WHAT TO DO:
In the response, the entries must appear exactly as supplied.

*** TASK INPUTS Section Begins ***

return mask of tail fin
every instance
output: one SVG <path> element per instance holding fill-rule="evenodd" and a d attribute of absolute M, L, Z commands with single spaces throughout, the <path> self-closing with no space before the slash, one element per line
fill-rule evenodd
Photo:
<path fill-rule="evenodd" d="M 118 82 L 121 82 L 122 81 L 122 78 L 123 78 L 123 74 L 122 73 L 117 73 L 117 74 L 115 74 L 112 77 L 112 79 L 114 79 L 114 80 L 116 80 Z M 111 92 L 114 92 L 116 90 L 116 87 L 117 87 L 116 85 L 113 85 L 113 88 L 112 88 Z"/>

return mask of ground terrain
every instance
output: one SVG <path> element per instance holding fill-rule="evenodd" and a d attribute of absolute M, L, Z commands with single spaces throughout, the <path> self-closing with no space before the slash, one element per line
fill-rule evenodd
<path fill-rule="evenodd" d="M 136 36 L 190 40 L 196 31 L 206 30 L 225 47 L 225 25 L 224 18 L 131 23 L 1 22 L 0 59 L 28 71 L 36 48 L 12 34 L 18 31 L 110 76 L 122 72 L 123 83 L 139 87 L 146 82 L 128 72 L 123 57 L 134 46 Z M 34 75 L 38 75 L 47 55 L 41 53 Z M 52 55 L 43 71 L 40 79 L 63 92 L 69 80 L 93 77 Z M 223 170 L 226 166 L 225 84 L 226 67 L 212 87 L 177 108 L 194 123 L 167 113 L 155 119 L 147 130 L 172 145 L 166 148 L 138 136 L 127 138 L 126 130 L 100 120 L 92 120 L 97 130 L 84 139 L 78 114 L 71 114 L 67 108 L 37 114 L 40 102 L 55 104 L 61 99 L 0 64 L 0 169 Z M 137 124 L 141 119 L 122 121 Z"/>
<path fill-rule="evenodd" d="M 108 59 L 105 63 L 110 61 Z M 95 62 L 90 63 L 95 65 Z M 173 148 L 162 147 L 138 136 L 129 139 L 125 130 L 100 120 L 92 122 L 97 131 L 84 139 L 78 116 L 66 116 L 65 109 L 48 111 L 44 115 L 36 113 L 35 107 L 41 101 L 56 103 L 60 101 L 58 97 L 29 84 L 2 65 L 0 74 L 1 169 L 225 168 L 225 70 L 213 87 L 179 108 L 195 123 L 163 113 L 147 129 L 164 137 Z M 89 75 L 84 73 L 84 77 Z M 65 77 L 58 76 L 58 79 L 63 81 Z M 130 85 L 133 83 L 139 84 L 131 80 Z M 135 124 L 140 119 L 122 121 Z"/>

*** TASK INPUTS Section Ends ***

OUTPUT:
return mask of tail fin
every instance
output: one SVG <path> element per instance holding fill-rule="evenodd" and a d attribute of absolute M, L, Z commands with single spaces throughout, the <path> self-closing with no space before the slash, one element per line
fill-rule evenodd
Photo:
<path fill-rule="evenodd" d="M 118 82 L 121 82 L 122 81 L 122 78 L 123 78 L 123 74 L 122 73 L 117 73 L 117 74 L 115 74 L 112 77 L 112 79 L 114 79 L 114 80 L 116 80 Z M 111 92 L 114 92 L 116 90 L 116 87 L 117 87 L 116 85 L 113 85 L 113 88 L 112 88 Z"/>

return mask of ground terrain
every instance
output: one SVG <path> element per instance holding fill-rule="evenodd" and a d attribute of absolute M, L, Z commands with single spaces throughout, the <path> self-closing with no space before the slash, one element per line
fill-rule evenodd
<path fill-rule="evenodd" d="M 136 36 L 190 40 L 196 31 L 206 30 L 225 47 L 225 25 L 224 18 L 131 23 L 1 22 L 0 59 L 28 71 L 36 48 L 12 34 L 18 31 L 110 76 L 122 72 L 123 83 L 139 87 L 146 82 L 128 72 L 123 57 L 134 46 Z M 34 75 L 38 75 L 47 55 L 41 53 Z M 52 55 L 43 71 L 40 79 L 63 92 L 69 80 L 93 77 Z M 223 170 L 226 166 L 225 84 L 226 67 L 212 87 L 177 108 L 194 123 L 167 113 L 155 119 L 147 130 L 172 145 L 166 148 L 138 136 L 127 138 L 126 130 L 100 120 L 92 120 L 97 130 L 84 139 L 78 114 L 71 114 L 67 108 L 37 114 L 40 102 L 55 104 L 61 99 L 0 64 L 0 169 Z M 137 124 L 141 119 L 122 121 Z"/>
<path fill-rule="evenodd" d="M 108 59 L 105 63 L 110 61 Z M 95 62 L 90 63 L 95 65 Z M 173 148 L 162 147 L 138 136 L 129 139 L 125 130 L 100 120 L 92 122 L 97 131 L 84 139 L 78 116 L 66 116 L 65 109 L 48 111 L 44 115 L 36 113 L 35 107 L 41 101 L 56 103 L 60 101 L 58 97 L 29 84 L 2 65 L 0 74 L 1 169 L 225 168 L 225 70 L 213 87 L 179 108 L 195 123 L 163 113 L 147 129 L 164 137 Z M 89 75 L 84 73 L 84 77 Z M 65 77 L 58 76 L 58 79 L 63 81 Z M 130 85 L 133 83 L 139 84 L 131 80 Z M 135 124 L 140 119 L 122 121 Z"/>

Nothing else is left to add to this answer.